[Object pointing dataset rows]
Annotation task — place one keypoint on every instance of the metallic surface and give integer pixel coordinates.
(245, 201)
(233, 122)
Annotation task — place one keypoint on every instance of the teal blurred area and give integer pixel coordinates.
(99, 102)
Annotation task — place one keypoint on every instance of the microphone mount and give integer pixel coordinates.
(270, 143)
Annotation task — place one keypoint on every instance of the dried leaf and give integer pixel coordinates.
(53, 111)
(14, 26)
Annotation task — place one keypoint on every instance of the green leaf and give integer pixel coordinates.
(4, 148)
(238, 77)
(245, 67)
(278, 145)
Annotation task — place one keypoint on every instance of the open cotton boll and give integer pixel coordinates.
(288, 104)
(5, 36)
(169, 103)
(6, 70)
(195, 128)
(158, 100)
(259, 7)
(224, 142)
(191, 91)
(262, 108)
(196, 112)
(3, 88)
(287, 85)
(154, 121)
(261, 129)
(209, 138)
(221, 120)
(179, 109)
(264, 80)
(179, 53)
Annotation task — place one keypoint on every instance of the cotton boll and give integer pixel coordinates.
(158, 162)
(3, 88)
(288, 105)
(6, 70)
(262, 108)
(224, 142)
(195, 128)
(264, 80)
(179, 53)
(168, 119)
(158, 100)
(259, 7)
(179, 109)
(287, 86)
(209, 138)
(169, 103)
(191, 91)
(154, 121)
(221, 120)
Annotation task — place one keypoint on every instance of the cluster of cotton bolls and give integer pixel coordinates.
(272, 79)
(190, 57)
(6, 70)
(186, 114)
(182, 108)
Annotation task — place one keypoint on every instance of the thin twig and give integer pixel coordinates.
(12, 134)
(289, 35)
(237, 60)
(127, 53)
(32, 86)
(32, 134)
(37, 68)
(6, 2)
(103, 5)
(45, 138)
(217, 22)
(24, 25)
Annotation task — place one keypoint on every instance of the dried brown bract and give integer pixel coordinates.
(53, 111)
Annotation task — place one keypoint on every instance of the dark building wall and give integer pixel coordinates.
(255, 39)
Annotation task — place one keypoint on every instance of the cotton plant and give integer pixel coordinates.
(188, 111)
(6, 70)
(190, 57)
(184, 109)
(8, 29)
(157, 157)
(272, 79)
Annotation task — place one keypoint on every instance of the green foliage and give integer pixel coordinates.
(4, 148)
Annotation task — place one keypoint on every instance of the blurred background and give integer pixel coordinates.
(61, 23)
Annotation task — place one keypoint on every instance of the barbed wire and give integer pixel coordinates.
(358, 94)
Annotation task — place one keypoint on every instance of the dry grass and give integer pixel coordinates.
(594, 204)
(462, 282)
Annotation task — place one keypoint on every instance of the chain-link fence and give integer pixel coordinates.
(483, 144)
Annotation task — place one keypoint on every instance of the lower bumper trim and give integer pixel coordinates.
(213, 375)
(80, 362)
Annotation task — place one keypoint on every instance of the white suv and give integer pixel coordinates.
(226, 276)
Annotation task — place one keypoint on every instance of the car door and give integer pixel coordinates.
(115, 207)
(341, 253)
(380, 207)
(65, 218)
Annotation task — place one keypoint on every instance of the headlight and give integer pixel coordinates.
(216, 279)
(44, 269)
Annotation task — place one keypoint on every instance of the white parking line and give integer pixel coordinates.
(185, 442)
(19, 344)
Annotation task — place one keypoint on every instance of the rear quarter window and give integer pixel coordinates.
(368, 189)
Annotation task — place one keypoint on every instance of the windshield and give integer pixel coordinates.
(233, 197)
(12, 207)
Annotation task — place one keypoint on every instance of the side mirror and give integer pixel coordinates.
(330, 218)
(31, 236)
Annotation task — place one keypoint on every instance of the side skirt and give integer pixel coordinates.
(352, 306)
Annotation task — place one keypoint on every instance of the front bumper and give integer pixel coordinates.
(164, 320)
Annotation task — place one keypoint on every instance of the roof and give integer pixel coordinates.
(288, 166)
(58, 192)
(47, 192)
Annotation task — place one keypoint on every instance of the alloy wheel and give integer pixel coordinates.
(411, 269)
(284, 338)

- _What is expected_
Rescale the material from the line containing "line and give integer pixel coordinates." through the end of the material, both ends included. Reproduce every line in that span, including the request lines, unchanged except that each point coordinate in the answers is multiplied by 2.5 and rounded to a whole number, with halves rounded up.

- _Solution_
Annotation task — place one keypoint on every instance of the white parking line and give integer pixel coordinates.
(463, 1105)
(48, 860)
Annotation task — place one keypoint on every instance of the rear quarter window and give integer pixel coordinates.
(920, 473)
Annotation task — place one keypoint on every instance of the windshield and give integer pixel coordinates.
(583, 493)
(30, 518)
Annotation task — place one keypoint on every instance of the side mirror and give integer pixel coordinates.
(825, 545)
(78, 590)
Annotation task — place one keypoint on every instance of the side skirt and give integer pixel coordinates.
(880, 765)
Annotation task — place one keypoint on every instance of the front bumper and give integer pixel coordinates.
(410, 800)
Annotation task — place one keypoint on every instance of the roof and give integer pixel coordinates.
(720, 415)
(145, 480)
(118, 480)
Annotation task — place one keypoint on every instance of the alloy wheel and give integer pixel coordinates.
(1028, 673)
(710, 845)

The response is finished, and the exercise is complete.